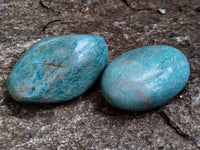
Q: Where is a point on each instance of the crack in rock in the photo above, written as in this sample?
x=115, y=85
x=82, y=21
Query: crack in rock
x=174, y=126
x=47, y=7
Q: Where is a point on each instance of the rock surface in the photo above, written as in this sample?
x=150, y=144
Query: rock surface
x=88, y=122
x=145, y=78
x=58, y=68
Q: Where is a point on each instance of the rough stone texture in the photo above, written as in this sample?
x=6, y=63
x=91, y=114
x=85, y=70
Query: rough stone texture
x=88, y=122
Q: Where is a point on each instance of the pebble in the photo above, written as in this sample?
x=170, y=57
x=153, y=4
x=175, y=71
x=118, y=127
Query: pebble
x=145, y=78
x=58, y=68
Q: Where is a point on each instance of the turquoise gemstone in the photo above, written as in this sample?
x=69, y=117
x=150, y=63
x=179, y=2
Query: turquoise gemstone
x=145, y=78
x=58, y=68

---

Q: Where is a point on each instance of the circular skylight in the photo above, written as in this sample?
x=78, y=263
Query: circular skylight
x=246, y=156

→ **WHAT TO DO**
State how many lines in the records above contain the string "gemstone", matching case exactly, and reply with only the number.

→ **ANSWER TO THE PROBLEM**
2